Task directions: I need the entries printed again word for word, without the images.

Excerpted data:
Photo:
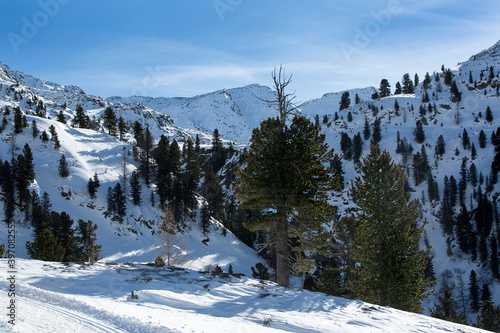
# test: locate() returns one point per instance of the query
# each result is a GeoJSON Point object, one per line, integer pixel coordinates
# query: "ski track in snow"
{"type": "Point", "coordinates": [37, 305]}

Finished task:
Photo:
# test: locate() returns one point per instance of the query
# each result is a GeoJSON Point object, one per line, integer pixel coordinates
# query: "ski track in snow"
{"type": "Point", "coordinates": [37, 305]}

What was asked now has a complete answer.